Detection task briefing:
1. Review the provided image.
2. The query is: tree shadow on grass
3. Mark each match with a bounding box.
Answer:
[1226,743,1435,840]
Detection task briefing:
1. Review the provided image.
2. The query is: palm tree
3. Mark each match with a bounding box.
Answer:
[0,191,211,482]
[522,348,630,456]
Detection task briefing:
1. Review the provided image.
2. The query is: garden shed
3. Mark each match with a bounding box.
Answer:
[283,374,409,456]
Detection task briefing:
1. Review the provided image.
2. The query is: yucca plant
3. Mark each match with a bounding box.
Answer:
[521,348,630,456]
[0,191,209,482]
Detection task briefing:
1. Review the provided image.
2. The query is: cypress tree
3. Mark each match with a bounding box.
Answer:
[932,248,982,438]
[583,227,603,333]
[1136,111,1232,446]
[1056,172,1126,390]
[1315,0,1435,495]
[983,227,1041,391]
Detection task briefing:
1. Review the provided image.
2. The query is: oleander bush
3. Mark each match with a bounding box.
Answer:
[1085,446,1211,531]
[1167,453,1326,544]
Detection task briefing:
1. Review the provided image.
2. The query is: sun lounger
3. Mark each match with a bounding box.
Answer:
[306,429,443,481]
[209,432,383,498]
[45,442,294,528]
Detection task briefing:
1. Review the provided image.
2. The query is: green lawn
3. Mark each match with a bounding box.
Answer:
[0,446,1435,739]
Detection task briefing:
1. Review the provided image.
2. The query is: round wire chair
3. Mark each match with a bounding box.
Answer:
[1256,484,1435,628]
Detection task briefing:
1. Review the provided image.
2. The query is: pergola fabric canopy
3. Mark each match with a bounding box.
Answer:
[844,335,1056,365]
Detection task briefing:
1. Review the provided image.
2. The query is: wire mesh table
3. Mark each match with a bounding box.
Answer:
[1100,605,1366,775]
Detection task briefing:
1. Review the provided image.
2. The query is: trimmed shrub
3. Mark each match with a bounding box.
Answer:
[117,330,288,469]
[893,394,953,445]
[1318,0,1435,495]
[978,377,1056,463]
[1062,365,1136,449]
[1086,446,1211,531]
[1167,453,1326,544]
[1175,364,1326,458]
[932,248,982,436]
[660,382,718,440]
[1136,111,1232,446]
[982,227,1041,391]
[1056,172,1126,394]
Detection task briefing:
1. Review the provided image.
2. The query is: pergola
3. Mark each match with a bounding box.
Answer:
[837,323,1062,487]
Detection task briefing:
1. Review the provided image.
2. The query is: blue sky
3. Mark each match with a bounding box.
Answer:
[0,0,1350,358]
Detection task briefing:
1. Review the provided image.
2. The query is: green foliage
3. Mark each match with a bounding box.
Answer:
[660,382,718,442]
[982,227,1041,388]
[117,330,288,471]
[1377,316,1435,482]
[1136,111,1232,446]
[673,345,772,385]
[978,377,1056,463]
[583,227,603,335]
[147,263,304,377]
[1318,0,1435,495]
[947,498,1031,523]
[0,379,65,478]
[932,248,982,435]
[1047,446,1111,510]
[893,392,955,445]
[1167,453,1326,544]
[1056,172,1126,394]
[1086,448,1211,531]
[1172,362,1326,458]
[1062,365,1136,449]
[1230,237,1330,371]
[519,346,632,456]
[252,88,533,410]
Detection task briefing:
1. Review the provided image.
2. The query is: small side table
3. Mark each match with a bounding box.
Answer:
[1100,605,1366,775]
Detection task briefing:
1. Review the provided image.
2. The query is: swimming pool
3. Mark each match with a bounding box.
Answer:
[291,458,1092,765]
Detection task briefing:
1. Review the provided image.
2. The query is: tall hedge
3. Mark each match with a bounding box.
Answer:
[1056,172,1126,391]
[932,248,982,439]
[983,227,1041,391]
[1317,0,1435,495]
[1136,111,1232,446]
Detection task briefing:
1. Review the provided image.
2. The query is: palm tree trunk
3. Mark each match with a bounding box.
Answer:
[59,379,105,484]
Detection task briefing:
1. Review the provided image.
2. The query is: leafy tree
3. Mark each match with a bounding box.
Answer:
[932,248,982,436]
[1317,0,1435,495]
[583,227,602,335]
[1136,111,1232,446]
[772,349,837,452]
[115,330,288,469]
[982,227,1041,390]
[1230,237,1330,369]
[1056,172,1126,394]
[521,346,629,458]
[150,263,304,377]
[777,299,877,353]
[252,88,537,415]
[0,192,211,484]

--*--

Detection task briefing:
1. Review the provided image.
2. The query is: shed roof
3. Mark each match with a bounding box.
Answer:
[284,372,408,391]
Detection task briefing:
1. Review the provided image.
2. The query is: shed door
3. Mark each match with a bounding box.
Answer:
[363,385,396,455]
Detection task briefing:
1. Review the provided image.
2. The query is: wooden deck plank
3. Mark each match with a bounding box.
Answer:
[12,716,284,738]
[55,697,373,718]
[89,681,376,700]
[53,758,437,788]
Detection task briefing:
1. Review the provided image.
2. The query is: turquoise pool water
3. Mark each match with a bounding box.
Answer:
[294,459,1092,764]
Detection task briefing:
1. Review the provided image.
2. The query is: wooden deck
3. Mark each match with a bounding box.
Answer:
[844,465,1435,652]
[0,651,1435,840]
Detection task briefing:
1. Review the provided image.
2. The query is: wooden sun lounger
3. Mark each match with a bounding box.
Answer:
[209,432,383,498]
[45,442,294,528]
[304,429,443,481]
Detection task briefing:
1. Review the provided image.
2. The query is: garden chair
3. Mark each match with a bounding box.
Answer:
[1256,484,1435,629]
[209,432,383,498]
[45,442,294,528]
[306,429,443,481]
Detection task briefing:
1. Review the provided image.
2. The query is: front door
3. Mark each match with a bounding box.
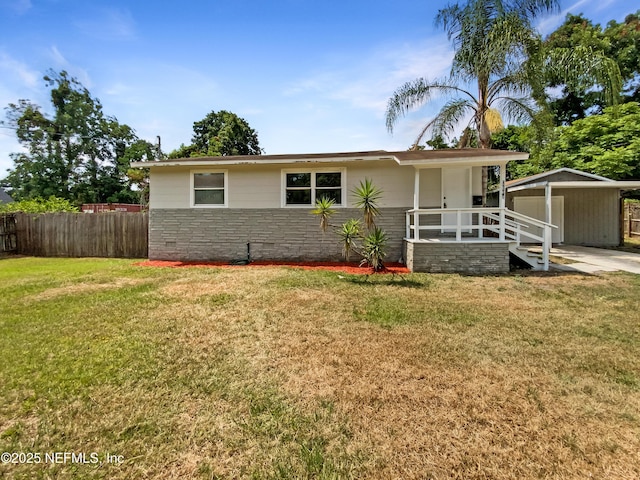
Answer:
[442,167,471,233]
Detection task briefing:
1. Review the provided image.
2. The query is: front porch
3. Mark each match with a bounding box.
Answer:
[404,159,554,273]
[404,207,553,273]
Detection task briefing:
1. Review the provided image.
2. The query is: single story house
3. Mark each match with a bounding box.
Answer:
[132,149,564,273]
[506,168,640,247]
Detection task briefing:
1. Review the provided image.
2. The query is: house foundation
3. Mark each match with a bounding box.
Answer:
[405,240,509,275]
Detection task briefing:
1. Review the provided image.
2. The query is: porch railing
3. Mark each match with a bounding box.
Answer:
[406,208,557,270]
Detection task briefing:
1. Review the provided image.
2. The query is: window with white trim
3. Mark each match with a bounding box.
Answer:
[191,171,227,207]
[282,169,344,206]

--*--

▶ _REQUIRED TASK_:
Pick out and copy every line of the records that contains the word "pergola", treating uppercase and lowercase letters as distinct.

▶ _RESPONSE TO THE EXERCISE_:
2. The query is: pergola fabric canopy
2. The query is: pergola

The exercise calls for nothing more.